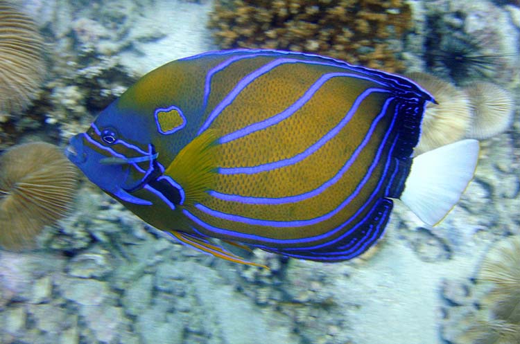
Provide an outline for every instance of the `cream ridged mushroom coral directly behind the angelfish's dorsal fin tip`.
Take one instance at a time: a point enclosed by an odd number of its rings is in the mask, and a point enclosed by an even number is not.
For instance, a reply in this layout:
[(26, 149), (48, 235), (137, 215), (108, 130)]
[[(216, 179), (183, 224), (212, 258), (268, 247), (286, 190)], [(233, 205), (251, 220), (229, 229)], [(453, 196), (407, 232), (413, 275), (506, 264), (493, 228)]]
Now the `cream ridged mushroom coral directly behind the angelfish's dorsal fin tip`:
[(466, 93), (449, 82), (427, 73), (410, 73), (408, 78), (430, 92), (438, 104), (429, 103), (424, 111), (422, 134), (415, 154), (459, 141), (471, 121)]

----------

* **WHAT YOU WILL DO**: In the entries above, identify every line with the string "instance".

* **TASK SOLUTION**:
Provide an outline for every instance of the `cream ridged mushroom coral directly behind the angelfish's dorsal fin tip`.
Take one instance at a time: a point enclosed by an odd number of its rings is in the mask, and a point enclosed by an even number is not.
For instance, a reply in this layout:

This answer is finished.